Passage
Re: Preferred locations (or data locality) for batch pipelines.

2016-10-03 Thread Dan Halperin
See if this is a right interpretation:

* Hadoop's InputSplit has a getLocations

method that in some cases exposes useful information about the underlying
data locality.
* Beam jobs may run on the same cluster as the HDFS storage nodes (e.g.),
in which case it's useful to expose the locality to runners to assign
mappers (e.g.) to be near the data.

In that case, I think it makes perfect sense to expose the `getLocations`
on the actual HDFS sources. To do this, we would need to make the HDFS
Source an actual BoundedSource with a getter for the locations -- rather
than an anonymous inner class. See here: https://github.com/apache/
incubator-beam/blob/master/sdks/java/io/hdfs/src/main/
java/org/apache/beam/sdk/io/hdfs/HDFSFileSource.java#L180

If that's right, makes sense to me!

Dan

On Mon, Sep 26, 2016 at 12:55 PM, Amit Sela  wrote:

> Thanks for the through response Dan, what you mentioned is very interesting
> and would clearly benefit runners.
>
> I was actually talking about something more "old-school", and specific to
> batch.
> If running a job on YARN - via MapReduce, Spark, etc. - you'd prefer that
> YARN would assign tasks working on splits locally.
>
> Spark does this for HDFS/HBase/S3:
> https://github.com/apache/spark/blob/branch-1.6/core/src/
> main/scala/org/apache/spark/rdd/NewHadoopRDD.scala#L241
> .
>
> Since for most(?) open-source runners YARN is the preferred/popular
> resource manager, and HDFS is the preferred filesystem, I was wondering if
> that's something that could be shared across runners and not being
> re-written per-runner.
> I'm talking about obtaining the locations of the input splits, and passing
> them to the runners to choose how to use them.

Dataset extract
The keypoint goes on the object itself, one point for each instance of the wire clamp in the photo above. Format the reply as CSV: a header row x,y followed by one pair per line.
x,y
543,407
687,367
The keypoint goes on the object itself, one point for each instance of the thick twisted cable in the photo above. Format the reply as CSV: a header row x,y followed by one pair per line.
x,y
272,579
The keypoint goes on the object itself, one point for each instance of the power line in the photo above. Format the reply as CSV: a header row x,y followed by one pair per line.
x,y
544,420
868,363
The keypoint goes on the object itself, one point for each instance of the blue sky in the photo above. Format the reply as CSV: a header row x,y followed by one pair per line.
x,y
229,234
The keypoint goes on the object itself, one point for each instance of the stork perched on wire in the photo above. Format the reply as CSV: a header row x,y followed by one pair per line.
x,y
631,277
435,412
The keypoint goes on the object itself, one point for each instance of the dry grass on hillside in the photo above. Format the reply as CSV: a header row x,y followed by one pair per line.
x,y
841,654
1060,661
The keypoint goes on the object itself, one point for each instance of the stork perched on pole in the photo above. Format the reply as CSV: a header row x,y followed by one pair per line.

Task set
[1] Reproduce the part of the data locality thread that begins with the words containing "2016-10-03 Thread Dan" and ends with "near the data.".
[2] Extend the data locality thread past its final sentence.

Task-by-task results
[1]
2016-10-03 Thread Dan Halperin
See if this is a right interpretation:

* Hadoop's InputSplit has a getLocations

method that in some cases exposes useful information about the underlying
data locality.
* Beam jobs may run on the same cluster as the HDFS storage nodes (e.g.),
in which case it's useful to expose the locality to runners to assign
mappers (e.g.) to be near the data.

[2]
>
> I wonder if there's a need for that besides the Spark runner though, it's
> only for batch.. I opened https://issues.apache.org/jira/browse/BEAM-673
> as
> a "runner-spark" component for now.
>
> Thanks,
> Amit
>
>
> On Mon, Sep 26, 2016 at 10:39 PM Dan Halperin  >
> wrote:
>
> > Hi Amit,
> >
> > Sorry to be late to the thread, but I've been traveling. I'm not sure I
> > fully grokked the question, but here's one attempt at an answer:
> >
> > In general, any options on where a pipeline is executed should be
> > runner-specific. One example: for Dataflow, we have the zone
> > <
> > https://github.com/apache/incubator-beam/blob/master/runners
> /google-cloud-dataflow-java/src/main/java/org/apache/beam/
> runners/dataflow/options/DataflowPipelineWorkerPoolOptions.java#L167
> > >
> > option,
> > which can be used to control what GCE zone VMs are launched in. I could
> > imagine similar things for Spark/Yarn, etc.
> >
> > I think your question may be a bit deeper: given a pipeline without such
> > explicit configuration from the user, can a runner do something smart? I
> > think the answer to that is also yes. Today, we have DisplayData and soon
> > we will have the Runner API -- these expose in a standard way information
> > about file paths, BigQuery tables, Bigtable clusters, Kafka clusters,
> etc.,
> > that may be used by the pipeline. Once the Runner API is standardized and
> > implemented, a runner ought to be able to inspect the metadata and say
> > "hey, I see you're reading from this Kafka cluster, let's try to be near
> > it". For example.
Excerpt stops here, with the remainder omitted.